Narrative and exogenous indicators need NLP/manual curation; ship them as scaffolding with a manual ingestion path.

FR-19. Sector factor maps

Ship schema/seed/sector_maps.yaml encoding the 7 sector partitions from the factor-graph doc (Tech/Semis, Energy, Financials, Healthcare/Pharma, Consumer, Industrials/Defense, Real Estate/REITs) with: sub-industry partition, dominant factors, critical edges, regime-dependent edges, non-obvious factors. Used by risk_decomposition and comparative_analysis patterns to bootstrap before empirical calibration is available.

FR-20. Regime detection

Daily classifier job. Phase 1: rule-based (transparent). Inputs: GDP nowcast, core PCE, Fed funds direction, 10Y direction, VIX, IG/HY spreads, DXY, sector leadership, top-10 concentration, narrative scores. Output: dominant regime + co-active regime(s) + confidence. Hidden Markov / multi-label classifier deferred to Phase 7.

(Point-per-instance localization data)

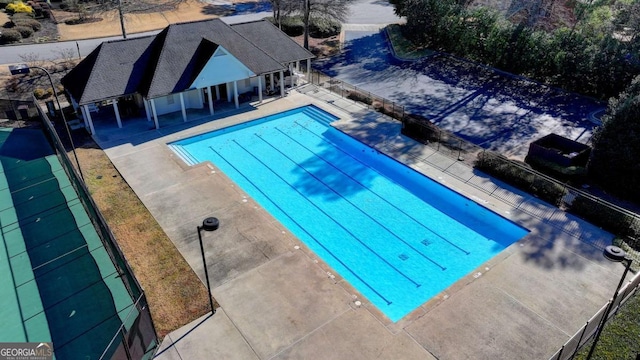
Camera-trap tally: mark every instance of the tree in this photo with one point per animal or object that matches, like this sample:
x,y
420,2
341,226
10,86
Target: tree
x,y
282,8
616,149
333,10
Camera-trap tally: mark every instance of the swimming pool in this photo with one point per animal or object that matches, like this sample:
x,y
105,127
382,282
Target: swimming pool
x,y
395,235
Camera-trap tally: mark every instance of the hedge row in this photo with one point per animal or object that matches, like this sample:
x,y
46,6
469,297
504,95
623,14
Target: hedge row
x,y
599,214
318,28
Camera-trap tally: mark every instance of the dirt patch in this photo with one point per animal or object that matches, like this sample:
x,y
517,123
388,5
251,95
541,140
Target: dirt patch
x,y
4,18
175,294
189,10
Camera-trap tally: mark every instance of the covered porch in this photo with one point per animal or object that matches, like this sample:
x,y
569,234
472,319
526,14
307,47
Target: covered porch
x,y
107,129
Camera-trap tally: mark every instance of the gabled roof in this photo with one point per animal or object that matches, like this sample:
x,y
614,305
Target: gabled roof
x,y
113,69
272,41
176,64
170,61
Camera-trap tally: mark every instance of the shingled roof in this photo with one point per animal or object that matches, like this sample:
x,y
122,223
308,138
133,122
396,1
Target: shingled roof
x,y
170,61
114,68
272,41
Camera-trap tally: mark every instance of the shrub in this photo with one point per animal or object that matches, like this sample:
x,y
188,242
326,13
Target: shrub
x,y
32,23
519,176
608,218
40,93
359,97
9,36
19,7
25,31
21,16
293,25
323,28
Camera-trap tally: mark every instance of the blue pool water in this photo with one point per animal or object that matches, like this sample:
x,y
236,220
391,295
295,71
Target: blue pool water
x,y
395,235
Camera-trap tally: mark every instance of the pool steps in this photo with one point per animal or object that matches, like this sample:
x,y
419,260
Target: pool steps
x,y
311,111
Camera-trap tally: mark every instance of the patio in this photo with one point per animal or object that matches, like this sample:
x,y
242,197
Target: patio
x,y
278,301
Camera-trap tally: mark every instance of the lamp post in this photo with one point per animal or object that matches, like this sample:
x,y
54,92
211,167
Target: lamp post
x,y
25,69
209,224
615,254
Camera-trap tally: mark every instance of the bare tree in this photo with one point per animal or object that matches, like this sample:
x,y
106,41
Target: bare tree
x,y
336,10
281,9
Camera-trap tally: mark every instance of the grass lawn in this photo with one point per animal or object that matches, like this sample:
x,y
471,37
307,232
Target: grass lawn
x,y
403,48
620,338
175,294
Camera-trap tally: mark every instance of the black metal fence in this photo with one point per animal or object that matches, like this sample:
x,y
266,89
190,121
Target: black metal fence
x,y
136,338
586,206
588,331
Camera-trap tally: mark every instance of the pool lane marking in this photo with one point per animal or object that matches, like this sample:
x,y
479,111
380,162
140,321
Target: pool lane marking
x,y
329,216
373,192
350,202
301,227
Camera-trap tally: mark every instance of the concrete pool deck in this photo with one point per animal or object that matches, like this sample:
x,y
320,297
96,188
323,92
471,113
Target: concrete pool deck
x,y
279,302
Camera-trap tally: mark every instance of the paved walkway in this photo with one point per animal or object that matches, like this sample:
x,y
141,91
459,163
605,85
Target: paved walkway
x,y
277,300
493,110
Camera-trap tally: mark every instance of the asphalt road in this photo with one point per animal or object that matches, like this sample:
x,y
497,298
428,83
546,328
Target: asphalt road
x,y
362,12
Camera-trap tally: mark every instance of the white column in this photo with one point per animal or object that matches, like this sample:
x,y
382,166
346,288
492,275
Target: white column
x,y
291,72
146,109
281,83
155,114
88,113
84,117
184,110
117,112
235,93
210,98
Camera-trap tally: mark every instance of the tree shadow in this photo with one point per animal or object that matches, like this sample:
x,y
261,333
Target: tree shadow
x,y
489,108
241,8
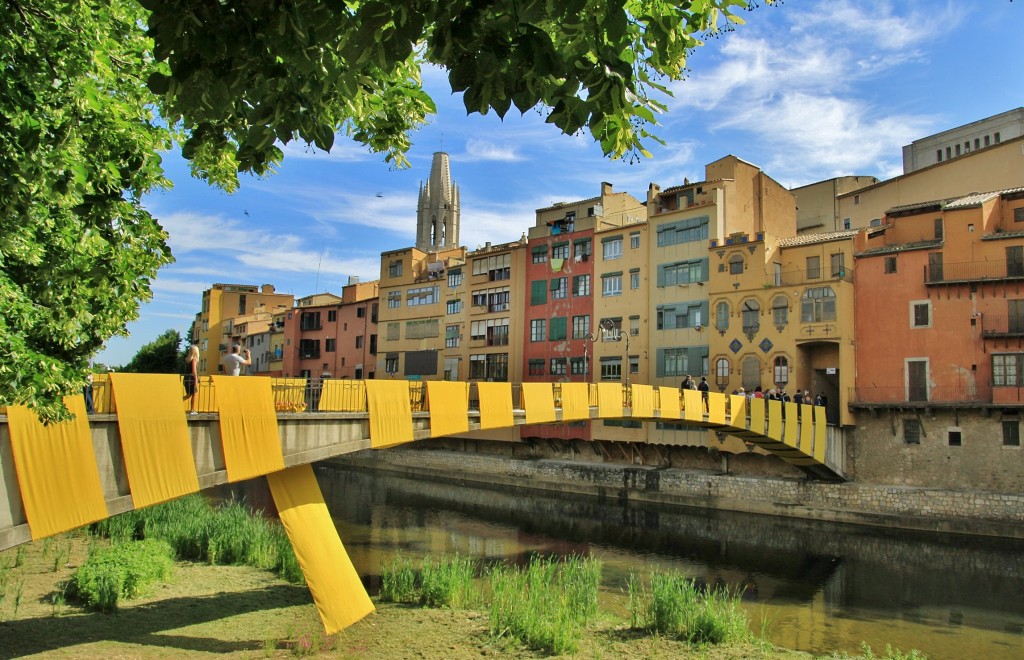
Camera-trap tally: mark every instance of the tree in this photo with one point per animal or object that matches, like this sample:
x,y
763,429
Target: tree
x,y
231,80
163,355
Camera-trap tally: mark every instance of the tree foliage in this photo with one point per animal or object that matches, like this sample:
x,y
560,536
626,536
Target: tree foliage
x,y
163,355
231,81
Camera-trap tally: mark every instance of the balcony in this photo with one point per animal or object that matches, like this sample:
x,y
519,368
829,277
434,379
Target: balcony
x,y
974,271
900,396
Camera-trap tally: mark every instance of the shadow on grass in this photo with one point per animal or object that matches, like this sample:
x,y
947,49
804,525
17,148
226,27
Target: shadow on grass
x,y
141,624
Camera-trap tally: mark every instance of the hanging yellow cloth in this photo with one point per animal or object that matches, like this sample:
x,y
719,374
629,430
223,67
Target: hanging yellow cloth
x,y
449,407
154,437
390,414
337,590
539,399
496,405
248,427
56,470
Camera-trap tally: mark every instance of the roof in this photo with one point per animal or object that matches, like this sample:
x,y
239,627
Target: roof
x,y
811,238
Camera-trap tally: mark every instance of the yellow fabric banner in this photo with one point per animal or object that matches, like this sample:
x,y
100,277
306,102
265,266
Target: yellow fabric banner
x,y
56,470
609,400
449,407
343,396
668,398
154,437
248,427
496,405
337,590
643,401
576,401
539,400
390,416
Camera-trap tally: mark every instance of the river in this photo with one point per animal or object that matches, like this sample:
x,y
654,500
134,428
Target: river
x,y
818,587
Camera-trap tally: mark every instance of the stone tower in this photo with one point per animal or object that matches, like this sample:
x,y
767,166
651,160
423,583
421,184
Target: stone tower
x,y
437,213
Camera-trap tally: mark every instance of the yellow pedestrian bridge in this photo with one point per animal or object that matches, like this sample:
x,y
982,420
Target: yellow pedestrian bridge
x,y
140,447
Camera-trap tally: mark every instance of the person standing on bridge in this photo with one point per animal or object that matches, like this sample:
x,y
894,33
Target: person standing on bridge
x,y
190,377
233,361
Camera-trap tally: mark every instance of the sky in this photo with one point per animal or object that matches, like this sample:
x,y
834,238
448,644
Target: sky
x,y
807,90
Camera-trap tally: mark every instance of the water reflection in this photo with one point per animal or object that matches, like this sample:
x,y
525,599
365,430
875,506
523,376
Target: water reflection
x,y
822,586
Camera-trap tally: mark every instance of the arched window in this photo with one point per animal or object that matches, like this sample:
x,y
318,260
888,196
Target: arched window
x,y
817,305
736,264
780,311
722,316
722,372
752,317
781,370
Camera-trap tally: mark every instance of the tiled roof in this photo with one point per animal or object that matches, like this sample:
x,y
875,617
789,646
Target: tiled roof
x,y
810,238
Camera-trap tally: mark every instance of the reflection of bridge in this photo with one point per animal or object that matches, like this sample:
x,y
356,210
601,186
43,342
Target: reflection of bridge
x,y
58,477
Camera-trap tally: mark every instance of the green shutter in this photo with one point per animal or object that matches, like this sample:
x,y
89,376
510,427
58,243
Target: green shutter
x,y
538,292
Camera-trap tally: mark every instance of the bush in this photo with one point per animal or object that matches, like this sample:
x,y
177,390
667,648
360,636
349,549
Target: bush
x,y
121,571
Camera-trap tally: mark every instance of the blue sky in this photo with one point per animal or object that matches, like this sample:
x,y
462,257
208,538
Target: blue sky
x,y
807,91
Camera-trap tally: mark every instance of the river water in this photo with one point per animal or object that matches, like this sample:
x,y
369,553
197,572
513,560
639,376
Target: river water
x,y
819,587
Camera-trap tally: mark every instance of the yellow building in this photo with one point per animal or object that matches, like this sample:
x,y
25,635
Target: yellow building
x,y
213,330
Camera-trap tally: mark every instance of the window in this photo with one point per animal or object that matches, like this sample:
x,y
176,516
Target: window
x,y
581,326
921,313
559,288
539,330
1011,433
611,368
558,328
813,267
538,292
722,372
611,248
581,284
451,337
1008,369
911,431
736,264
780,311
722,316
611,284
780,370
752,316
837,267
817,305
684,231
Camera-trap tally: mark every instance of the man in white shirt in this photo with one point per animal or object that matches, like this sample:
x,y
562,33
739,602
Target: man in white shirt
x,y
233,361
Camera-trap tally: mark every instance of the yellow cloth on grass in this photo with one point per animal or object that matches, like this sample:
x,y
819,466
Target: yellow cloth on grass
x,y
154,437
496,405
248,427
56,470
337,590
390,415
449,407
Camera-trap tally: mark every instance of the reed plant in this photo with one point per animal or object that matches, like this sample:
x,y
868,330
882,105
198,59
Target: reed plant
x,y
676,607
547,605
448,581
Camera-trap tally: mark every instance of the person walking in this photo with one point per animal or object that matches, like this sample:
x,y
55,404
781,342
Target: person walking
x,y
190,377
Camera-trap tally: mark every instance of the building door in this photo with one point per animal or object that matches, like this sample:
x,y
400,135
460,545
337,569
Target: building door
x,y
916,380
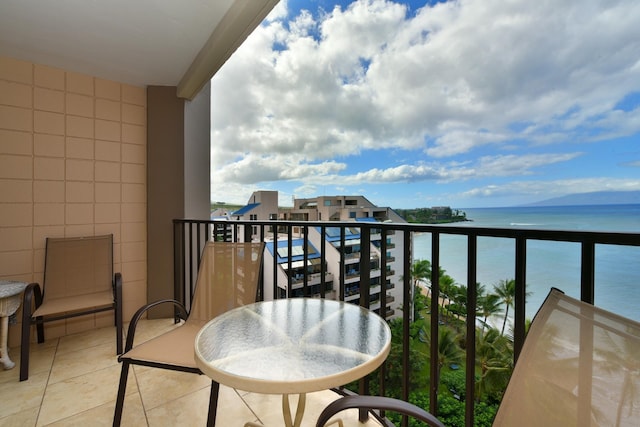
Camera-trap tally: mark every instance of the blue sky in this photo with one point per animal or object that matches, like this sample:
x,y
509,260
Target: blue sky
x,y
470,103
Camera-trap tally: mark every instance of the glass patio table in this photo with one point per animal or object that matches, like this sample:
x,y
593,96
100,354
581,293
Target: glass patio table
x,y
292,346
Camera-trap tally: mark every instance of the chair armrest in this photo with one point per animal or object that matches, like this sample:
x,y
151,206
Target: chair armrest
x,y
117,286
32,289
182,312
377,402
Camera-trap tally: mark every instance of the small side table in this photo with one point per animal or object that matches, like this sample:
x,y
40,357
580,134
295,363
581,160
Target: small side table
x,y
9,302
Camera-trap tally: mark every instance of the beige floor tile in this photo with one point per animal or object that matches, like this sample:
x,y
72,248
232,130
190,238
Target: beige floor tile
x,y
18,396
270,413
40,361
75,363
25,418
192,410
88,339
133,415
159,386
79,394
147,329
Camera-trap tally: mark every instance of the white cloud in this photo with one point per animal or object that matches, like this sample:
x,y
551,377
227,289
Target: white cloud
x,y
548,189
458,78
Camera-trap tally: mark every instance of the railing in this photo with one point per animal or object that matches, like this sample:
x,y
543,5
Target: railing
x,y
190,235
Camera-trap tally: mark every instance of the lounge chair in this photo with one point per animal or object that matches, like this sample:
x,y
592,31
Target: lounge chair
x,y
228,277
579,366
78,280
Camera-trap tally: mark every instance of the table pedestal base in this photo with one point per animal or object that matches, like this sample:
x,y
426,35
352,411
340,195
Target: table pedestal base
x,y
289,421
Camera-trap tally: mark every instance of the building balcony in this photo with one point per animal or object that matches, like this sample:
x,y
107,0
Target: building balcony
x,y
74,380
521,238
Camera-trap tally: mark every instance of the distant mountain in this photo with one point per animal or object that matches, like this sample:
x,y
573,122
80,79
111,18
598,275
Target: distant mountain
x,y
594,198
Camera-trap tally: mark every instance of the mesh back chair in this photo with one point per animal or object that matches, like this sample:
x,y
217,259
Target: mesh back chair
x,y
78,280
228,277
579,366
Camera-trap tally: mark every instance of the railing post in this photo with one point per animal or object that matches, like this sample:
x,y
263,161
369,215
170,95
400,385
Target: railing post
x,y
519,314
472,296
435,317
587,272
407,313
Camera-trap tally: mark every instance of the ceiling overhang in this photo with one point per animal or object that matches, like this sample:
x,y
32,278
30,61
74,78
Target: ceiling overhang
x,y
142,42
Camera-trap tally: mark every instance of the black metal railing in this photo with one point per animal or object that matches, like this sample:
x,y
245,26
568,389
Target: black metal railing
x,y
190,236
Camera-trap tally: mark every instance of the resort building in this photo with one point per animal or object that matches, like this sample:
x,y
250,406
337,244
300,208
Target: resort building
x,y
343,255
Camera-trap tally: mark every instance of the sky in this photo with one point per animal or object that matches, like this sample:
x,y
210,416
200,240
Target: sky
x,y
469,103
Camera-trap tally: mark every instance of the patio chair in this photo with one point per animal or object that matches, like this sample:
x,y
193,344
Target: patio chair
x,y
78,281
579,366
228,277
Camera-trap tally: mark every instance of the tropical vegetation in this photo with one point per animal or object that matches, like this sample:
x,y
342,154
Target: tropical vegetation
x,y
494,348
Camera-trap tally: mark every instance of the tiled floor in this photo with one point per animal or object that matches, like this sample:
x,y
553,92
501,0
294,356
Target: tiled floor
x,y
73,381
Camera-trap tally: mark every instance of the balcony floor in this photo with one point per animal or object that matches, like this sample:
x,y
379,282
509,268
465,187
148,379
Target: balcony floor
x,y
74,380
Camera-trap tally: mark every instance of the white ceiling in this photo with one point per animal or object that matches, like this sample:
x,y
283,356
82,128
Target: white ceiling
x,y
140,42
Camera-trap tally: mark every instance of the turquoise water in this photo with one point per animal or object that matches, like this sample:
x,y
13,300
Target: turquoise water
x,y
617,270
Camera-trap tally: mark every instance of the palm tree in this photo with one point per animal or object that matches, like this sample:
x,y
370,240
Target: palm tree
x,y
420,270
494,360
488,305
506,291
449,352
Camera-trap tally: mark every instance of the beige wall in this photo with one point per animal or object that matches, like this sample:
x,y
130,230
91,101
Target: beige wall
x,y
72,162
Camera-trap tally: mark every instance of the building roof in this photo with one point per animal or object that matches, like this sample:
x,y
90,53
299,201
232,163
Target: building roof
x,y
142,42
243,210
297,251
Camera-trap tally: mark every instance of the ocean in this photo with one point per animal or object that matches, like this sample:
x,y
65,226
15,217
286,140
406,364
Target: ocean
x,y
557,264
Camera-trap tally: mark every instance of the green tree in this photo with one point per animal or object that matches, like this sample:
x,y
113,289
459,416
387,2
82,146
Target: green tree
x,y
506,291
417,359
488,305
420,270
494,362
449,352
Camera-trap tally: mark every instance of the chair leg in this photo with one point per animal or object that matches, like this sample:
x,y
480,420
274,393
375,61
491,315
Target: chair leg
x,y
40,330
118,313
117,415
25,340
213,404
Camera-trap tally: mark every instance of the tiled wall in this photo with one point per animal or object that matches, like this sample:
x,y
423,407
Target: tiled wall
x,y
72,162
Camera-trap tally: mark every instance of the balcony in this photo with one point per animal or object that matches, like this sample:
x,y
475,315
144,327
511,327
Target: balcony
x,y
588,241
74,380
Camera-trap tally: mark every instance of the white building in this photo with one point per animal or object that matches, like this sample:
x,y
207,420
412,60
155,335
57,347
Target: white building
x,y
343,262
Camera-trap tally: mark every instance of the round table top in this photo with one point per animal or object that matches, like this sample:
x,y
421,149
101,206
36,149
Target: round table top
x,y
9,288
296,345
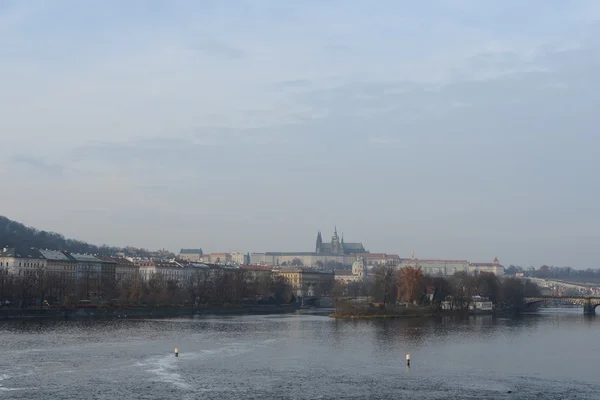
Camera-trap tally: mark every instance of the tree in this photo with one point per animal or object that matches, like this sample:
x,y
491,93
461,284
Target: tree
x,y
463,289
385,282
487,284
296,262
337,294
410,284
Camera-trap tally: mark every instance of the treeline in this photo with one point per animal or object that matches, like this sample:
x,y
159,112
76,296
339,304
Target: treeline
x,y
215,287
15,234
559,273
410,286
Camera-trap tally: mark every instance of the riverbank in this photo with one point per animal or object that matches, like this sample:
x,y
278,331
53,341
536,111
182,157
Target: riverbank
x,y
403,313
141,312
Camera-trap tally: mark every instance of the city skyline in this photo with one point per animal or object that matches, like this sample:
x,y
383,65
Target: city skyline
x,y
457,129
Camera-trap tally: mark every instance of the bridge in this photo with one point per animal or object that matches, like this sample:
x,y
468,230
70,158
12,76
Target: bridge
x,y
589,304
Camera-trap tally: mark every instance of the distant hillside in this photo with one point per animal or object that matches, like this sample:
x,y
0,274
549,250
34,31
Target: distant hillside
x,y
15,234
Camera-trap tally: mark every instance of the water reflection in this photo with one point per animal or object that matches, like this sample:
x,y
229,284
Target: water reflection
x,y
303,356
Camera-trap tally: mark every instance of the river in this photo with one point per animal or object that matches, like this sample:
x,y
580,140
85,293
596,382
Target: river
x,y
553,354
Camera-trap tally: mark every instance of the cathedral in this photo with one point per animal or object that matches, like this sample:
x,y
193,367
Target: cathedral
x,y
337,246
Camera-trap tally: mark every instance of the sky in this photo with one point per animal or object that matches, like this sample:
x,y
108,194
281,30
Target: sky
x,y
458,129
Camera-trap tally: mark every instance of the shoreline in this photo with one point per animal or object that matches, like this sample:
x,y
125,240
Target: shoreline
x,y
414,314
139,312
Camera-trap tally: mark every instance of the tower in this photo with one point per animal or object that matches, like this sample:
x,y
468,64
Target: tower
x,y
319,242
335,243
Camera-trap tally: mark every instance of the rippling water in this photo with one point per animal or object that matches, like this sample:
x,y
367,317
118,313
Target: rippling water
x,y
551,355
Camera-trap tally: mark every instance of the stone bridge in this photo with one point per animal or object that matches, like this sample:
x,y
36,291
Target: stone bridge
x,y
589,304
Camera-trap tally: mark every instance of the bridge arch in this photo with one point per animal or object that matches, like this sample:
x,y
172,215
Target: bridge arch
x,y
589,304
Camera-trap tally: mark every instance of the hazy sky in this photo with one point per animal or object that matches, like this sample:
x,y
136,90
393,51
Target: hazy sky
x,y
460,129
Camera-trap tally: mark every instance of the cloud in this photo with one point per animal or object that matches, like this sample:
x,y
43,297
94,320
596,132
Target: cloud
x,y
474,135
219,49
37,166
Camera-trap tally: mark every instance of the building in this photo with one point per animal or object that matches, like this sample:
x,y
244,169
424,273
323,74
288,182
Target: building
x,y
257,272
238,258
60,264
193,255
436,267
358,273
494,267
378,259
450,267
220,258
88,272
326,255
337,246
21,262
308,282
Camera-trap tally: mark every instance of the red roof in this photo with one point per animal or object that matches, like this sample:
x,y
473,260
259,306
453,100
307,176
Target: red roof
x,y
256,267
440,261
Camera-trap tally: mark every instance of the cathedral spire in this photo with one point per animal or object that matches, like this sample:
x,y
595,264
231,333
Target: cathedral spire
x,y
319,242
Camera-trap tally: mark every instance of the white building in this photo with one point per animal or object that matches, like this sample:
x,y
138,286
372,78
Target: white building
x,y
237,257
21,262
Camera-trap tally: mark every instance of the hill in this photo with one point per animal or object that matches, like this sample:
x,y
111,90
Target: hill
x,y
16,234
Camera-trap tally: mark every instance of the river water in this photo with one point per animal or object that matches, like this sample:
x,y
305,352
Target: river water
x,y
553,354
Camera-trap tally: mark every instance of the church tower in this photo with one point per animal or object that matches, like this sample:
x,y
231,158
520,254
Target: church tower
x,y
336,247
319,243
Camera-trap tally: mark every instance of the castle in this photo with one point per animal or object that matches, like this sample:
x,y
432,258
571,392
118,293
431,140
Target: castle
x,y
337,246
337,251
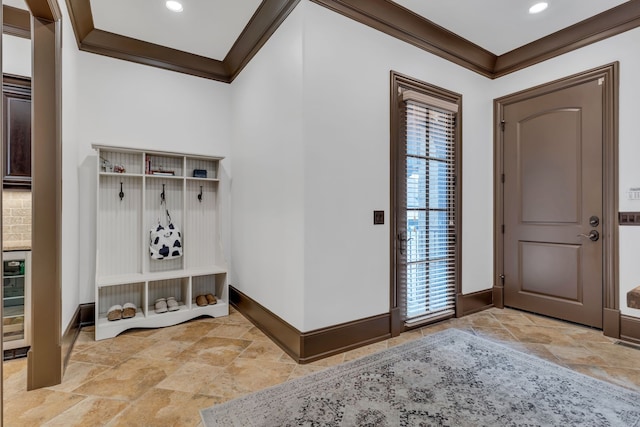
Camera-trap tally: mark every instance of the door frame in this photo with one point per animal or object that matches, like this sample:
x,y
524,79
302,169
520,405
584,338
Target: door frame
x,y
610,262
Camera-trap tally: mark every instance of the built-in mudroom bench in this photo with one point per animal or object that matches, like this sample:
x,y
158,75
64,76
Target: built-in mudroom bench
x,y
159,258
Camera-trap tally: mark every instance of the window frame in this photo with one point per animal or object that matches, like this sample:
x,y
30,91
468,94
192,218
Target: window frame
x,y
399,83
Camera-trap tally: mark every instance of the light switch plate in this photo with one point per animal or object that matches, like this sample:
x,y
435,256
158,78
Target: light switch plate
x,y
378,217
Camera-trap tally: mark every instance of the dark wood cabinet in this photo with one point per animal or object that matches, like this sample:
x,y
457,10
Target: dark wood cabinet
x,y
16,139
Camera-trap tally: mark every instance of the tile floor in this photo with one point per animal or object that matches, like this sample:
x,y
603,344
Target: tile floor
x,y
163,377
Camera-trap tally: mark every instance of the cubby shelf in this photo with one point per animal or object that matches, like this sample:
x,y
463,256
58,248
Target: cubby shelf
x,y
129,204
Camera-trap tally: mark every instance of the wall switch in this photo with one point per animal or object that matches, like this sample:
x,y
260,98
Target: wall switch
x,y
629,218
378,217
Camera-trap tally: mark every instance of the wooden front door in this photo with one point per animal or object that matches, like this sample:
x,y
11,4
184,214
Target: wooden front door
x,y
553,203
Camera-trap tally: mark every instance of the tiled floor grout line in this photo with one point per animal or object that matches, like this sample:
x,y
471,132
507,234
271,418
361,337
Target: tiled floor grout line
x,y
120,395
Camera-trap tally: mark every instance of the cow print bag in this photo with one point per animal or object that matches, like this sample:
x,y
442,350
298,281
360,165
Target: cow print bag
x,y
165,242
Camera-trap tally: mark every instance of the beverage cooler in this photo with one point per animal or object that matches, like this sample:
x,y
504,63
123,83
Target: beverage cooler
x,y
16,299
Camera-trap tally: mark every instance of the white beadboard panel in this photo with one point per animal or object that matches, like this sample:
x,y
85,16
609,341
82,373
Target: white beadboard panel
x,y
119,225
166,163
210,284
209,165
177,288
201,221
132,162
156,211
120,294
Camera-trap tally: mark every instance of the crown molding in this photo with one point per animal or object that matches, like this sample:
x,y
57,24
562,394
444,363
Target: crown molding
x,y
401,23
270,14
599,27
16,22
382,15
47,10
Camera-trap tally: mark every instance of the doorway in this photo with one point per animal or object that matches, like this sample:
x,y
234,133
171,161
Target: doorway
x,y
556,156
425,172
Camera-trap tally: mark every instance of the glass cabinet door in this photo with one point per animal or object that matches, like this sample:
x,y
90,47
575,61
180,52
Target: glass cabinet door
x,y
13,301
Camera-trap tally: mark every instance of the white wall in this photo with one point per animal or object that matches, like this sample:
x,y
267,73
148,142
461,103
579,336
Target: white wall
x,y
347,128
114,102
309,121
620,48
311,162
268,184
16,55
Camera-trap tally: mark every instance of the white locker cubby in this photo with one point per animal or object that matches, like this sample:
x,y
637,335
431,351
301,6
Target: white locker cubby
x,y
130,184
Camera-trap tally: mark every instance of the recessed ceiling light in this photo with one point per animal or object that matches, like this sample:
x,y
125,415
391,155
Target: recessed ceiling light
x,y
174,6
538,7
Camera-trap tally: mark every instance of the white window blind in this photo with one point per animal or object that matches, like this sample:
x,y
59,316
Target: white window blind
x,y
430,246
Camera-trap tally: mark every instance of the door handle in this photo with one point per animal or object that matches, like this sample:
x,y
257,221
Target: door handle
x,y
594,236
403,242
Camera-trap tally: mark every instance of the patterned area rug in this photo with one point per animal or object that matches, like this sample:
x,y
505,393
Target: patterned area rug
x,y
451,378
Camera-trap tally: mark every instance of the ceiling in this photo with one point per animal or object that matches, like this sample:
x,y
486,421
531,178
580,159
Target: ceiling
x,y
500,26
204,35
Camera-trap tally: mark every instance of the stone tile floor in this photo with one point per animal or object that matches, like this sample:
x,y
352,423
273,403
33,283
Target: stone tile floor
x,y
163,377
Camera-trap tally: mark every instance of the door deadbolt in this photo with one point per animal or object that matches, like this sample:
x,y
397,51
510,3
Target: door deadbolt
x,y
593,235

◆ **Work task 1**
In the requirements excerpt, could you switch "rule-based" to "heuristic" and give everything from "Ship schema/seed/sector_maps.yaml encoding" down to "to Phase 7."?
◆ **Work task 2**
According to the requirements excerpt, to which phase is the Hidden Markov / multi-label classifier deferred?
Rely only on the requirements excerpt.

◆ **Expected answer 1**
Ship schema/seed/sector_maps.yaml encoding the 7 sector partitions from the factor-graph doc (Tech/Semis, Energy, Financials, Healthcare/Pharma, Consumer, Industrials/Defense, Real Estate/REITs) with: sub-industry partition, dominant factors, critical edges, regime-dependent edges, non-obvious factors. Used by risk_decomposition and comparative_analysis patterns to bootstrap before empirical calibration is available.

FR-20. Regime detection

Daily classifier job. Phase 1: heuristic (transparent). Inputs: GDP nowcast, core PCE, Fed funds direction, 10Y direction, VIX, IG/HY spreads, DXY, sector leadership, top-10 concentration, narrative scores. Output: dominant regime + co-active regime(s) + confidence. Hidden Markov / multi-label classifier deferred to Phase 7.

◆ **Expected answer 2**
Phase 7